▶ **Given request a**
Return every line of the records that contains the word "gray", matching case exactly.

▶ **Text provided**

# Help/Suggestions on picking a name :)



## Hollierae (Apr 12, 2010)

*I just picked up my first hedgehog yesterday, She's 8 weeks old. She's the biggest sweet heart EVER!..She loves people already and the only time she ever "balls up" is when she's either sleeping... or if she she's the dog. I have held onto her a few times since i got her home just for short periods at a time, so she can start getting use to me(which i can already see she knows who i am) but other then that i have been leaving her alone letting her get use to her new home. I LOVE her to death already!!.. I can see now why everyone on here loves them so much, there kinda addicting!  It's taken me almost a couple months to find my little Hedgie. Either they were sold before i could get to them, or the person backed out or SOMETHING happened. Then i went to a Reptile show Sunday and there they were.. The guy was really nice told me what i needed to know. I was already drawn to my little princes, you could tell she was a happy little thing and LOVED to be handled. Okay, time to stop rambling. Im having a heck of a time picking a name for her, any suggestions or ideas?!

and Im new btw  *


----------



## LizardGirl (Aug 25, 2008)

She is SO cute! Congrats!  

I don't have any name suggestions, but I'm sure a cute one will come to you.

Welcome to HHC!


----------



## LarryT (May 12, 2009)

She is stunning  sorry I don't have any name suggestions either.
Welcome to HHC


----------



## Sela (Apr 10, 2010)

How cute! She has the kind of face that just makes you want to pick her up and cuddle her.

Are there any particular kinds of names you're looking for? Greek, Japanese, Swahili, etcetera? It's much easier to help come up with names if you can narrow down the possibilities a little, there are just so many to choose from.


----------



## Hollierae (Apr 12, 2010)

Thanks!.. Im not too sure on the kind of name.. I kinda would like it to be a somewhat popular cute name.. anything that fits her is fine with me.. just throw some at me


----------



## Hedgieonboard (Nov 15, 2009)

Just some to get the ball rolling lol
Izzy, Lulu, Fiona, Rose, Dot


----------



## Hollierae (Apr 12, 2010)

Izzy definitely jumps out at me, i think it fits her. So Im gonna add that to the top of my list, Thanks!..

▶ **Given request b**
Give again, word for word, the part of the hedgehog naming thread above from "How cute! She" up to and including "to choose from.".

▶ **Data for this task**
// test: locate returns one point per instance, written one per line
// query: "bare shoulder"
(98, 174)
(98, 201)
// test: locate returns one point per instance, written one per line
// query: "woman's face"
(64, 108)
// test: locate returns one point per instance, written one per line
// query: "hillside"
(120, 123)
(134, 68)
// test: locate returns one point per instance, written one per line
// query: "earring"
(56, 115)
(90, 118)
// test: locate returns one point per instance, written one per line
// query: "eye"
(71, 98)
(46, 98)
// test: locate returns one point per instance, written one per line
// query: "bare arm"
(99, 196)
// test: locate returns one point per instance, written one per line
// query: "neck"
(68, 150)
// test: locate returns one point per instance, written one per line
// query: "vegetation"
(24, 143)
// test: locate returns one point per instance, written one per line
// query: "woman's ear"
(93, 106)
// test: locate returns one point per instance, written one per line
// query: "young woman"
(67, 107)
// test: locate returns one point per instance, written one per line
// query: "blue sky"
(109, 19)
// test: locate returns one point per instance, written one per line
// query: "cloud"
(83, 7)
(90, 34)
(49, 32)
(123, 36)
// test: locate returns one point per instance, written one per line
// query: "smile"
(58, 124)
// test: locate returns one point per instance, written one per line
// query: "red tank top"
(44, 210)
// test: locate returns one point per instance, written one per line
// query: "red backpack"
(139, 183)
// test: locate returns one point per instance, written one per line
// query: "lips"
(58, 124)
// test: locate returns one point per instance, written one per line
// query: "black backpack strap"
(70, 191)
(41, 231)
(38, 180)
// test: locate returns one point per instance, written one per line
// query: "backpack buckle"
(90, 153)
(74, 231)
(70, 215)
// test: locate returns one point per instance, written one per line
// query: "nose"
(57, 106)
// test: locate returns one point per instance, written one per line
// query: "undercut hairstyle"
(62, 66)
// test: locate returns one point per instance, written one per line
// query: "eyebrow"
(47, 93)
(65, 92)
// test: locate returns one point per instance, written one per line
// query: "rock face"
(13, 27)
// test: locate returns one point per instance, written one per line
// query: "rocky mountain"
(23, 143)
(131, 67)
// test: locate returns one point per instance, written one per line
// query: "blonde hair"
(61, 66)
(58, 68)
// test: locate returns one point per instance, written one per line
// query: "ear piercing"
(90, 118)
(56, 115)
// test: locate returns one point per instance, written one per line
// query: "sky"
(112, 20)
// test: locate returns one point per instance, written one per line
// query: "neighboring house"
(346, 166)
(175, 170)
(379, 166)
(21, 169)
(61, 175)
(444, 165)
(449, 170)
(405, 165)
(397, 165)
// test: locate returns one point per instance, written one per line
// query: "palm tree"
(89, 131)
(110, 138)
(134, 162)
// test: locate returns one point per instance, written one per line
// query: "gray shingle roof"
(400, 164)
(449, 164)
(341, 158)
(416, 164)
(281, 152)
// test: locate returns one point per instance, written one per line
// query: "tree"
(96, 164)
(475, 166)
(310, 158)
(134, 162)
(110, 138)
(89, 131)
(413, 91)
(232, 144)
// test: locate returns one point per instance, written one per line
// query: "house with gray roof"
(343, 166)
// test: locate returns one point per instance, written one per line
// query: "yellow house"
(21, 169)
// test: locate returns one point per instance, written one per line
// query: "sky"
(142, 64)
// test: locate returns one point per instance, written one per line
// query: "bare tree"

▶ **Response a**
// query: "gray shingle roof"
// query: "house with gray roof"

▶ **Response b**
How cute! She has the kind of face that just makes you want to pick her up and cuddle her.

Are there any particular kinds of names you're looking for? Greek, Japanese, Swahili, etcetera? It's much easier to help come up with names if you can narrow down the possibilities a little, there are just so many to choose from.